======== PASSAGE PROVIDED
8 The third and fourth points raised in the solicitors’
letter are misconceived and were, in any event, not raised when the
interlocutory process was heard.
9 As to the fifth matter, the court
found it unnecessary to consider the point which accordingly played no part in
the outcome: see
paragraph [12] of the judgment.
10 I am of the opinion
that, while the proposal conveyed by Westbury’s solicitor was in essence
an invitation to capitulate,
rejection of that proposal is, for the purposes of
the present application, relevant to an assessment of the reasonableness of the
behaviour of the Miltonbrook parties. But I am also of the opinion that, viewed
in the context prevailing at the time the letter
was received, it was not
unreasonable for the Miltonbrook parties to reject the invitation to capitulate
and to persist in their
attempts to have the orders of 5 March 2007 set aside.
I say this, first, because there was merit in their contention that Westbury
had
caused the court to act on the basis of incomplete information and, second,
because the substantial reason for Miltonbrook’s
failure (the finding that
the reinstatement order was, in effect, beyond recall) was not something that
Westbury relied upon in maintaining
that the Miltonbrook parties should retire
from the field.
11 There will be no order that the costs awarded against
the Miltonbrook parties be assessed on the indemnity basis. Miltonbrook
does
not seek to resist an order that it pay costs on the party/party basis, so the
appropriate outcome is a costs order in the terms
indicated when judgment was
delivered on 11 May 2007.
================
======== EXCERPTED DATA
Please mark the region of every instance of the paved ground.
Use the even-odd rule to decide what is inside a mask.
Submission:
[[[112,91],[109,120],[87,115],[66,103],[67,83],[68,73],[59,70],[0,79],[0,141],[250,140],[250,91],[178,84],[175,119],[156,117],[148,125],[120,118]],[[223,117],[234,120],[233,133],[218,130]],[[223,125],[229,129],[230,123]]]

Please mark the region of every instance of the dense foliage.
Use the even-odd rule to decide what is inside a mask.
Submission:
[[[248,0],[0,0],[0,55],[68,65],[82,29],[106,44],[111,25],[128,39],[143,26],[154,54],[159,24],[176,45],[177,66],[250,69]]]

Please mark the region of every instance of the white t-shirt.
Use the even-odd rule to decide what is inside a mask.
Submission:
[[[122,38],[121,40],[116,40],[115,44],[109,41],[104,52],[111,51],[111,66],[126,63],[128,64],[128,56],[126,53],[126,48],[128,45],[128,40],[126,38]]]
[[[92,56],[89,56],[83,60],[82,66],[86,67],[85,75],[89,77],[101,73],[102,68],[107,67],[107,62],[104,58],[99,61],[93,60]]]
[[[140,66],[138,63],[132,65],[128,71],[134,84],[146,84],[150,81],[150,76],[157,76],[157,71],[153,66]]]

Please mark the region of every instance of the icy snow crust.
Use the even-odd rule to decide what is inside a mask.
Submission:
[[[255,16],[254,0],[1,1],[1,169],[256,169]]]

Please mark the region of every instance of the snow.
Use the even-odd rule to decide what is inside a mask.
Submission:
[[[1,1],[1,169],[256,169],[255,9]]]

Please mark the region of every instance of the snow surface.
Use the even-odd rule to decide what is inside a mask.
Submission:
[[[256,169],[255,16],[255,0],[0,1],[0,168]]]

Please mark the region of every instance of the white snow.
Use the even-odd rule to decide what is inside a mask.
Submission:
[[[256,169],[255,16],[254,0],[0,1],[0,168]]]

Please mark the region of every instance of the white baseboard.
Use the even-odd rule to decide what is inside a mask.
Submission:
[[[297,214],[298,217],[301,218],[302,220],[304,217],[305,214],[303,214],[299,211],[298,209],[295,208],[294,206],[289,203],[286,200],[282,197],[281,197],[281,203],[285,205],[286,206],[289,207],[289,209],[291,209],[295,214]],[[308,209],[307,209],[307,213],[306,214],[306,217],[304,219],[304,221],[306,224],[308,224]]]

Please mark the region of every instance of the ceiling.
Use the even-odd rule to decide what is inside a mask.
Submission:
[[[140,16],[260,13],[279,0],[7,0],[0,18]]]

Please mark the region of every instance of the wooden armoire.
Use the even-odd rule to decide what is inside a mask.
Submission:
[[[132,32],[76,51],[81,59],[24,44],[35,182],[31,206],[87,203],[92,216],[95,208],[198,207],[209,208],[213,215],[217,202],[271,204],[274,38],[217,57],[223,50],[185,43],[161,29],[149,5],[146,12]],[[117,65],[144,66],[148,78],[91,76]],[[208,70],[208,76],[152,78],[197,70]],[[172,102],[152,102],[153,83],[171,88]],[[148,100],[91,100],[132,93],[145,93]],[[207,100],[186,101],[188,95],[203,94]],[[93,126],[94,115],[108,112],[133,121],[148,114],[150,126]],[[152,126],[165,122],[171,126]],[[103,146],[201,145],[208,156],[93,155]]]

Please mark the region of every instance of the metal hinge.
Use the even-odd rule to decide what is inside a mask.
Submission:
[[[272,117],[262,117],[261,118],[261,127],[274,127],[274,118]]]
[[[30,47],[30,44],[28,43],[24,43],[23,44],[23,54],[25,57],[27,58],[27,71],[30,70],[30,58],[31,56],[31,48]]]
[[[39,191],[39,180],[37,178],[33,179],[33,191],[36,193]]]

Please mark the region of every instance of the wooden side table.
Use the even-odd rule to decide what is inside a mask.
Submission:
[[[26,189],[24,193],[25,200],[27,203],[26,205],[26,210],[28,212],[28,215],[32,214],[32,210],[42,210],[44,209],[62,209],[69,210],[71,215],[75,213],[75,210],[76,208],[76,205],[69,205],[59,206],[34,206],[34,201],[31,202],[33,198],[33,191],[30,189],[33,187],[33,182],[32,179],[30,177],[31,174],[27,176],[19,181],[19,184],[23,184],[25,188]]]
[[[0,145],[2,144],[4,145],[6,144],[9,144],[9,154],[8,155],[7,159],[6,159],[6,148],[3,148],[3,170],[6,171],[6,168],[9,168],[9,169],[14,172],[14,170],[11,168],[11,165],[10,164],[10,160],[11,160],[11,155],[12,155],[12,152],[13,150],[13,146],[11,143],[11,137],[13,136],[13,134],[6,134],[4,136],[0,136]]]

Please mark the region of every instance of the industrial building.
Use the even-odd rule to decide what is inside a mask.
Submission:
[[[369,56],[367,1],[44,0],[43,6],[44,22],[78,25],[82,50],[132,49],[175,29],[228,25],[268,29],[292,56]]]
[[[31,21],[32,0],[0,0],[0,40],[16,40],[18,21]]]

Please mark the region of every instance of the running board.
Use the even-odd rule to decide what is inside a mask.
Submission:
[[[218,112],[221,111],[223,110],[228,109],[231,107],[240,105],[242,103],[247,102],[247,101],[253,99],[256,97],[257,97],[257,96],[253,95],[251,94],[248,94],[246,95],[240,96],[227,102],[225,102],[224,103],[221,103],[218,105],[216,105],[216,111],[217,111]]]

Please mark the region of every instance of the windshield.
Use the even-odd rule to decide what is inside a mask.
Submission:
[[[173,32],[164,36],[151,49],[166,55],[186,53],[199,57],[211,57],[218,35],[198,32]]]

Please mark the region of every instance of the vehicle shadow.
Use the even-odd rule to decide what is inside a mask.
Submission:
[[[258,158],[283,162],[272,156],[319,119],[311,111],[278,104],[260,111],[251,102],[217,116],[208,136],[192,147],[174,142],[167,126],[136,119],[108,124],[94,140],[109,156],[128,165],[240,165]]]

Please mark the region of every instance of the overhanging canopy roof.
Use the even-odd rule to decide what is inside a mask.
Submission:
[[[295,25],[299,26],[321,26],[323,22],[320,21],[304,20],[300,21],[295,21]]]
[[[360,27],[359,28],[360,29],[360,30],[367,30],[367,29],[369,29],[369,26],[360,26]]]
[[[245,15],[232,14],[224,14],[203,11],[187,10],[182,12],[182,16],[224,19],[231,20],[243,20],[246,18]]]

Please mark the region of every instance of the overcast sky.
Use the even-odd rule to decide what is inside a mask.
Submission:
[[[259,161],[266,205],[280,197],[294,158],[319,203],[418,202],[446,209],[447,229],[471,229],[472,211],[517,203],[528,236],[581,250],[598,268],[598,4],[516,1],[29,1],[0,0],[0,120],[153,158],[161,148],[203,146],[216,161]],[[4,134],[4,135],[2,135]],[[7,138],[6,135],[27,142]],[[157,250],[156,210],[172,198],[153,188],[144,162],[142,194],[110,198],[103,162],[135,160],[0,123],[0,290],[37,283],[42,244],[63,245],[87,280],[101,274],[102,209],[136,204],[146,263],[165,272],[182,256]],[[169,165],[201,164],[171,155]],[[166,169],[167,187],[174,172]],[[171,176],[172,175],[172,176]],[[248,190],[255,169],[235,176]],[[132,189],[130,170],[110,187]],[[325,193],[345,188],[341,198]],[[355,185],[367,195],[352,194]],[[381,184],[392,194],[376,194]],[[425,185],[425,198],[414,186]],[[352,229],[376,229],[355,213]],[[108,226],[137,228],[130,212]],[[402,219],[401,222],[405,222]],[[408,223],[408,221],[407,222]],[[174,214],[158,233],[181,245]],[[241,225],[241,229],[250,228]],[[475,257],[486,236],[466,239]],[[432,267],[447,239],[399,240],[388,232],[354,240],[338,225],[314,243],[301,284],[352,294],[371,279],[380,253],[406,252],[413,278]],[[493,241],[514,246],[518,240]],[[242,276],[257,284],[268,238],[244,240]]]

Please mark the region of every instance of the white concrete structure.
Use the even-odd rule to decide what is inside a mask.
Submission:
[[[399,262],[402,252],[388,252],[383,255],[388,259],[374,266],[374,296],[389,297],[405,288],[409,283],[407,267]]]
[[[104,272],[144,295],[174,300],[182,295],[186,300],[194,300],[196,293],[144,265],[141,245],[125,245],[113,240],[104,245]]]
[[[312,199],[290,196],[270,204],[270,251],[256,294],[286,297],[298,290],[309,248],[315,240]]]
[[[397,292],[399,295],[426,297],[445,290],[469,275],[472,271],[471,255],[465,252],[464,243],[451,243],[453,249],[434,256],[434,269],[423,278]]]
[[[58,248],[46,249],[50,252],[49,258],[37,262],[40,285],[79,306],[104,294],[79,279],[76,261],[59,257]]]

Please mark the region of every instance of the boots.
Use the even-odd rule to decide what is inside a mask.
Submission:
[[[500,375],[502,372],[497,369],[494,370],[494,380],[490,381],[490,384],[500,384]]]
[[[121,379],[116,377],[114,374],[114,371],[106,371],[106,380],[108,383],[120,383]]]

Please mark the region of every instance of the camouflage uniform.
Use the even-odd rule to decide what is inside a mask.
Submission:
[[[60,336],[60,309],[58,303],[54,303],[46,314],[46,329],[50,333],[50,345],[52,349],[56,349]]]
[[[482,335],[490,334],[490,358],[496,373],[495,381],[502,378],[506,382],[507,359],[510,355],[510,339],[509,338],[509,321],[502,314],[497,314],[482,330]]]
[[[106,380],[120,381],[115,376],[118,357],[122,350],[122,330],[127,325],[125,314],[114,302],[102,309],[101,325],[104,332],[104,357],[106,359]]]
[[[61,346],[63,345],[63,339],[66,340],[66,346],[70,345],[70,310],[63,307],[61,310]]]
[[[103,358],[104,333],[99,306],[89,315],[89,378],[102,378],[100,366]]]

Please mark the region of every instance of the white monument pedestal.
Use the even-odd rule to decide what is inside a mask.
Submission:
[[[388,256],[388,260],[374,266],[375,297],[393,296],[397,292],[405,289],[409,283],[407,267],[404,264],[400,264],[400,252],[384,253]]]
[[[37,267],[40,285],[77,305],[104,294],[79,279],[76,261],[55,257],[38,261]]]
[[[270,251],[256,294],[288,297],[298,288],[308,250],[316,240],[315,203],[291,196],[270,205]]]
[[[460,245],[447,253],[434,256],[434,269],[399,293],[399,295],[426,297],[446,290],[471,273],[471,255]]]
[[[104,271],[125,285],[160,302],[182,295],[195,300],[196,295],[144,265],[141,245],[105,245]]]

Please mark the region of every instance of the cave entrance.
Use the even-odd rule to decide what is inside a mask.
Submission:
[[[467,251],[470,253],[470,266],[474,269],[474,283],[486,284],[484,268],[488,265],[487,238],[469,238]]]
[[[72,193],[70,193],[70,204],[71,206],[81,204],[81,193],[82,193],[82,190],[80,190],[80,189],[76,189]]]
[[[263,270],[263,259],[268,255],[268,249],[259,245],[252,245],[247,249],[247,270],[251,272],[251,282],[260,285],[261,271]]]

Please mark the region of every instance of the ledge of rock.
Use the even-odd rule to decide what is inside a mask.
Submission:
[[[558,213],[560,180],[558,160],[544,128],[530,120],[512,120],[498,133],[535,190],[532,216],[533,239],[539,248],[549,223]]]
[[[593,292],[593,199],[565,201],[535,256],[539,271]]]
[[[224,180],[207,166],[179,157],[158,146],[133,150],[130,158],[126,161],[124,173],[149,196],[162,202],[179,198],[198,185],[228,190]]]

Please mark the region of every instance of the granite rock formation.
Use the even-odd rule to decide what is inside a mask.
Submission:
================
◆ GOAL ◆
According to the judgment excerpt, on what date were the orders that the Miltonbrook parties tried to have set aside made?

◆ CORRECT RESULT ◆
5 March 2007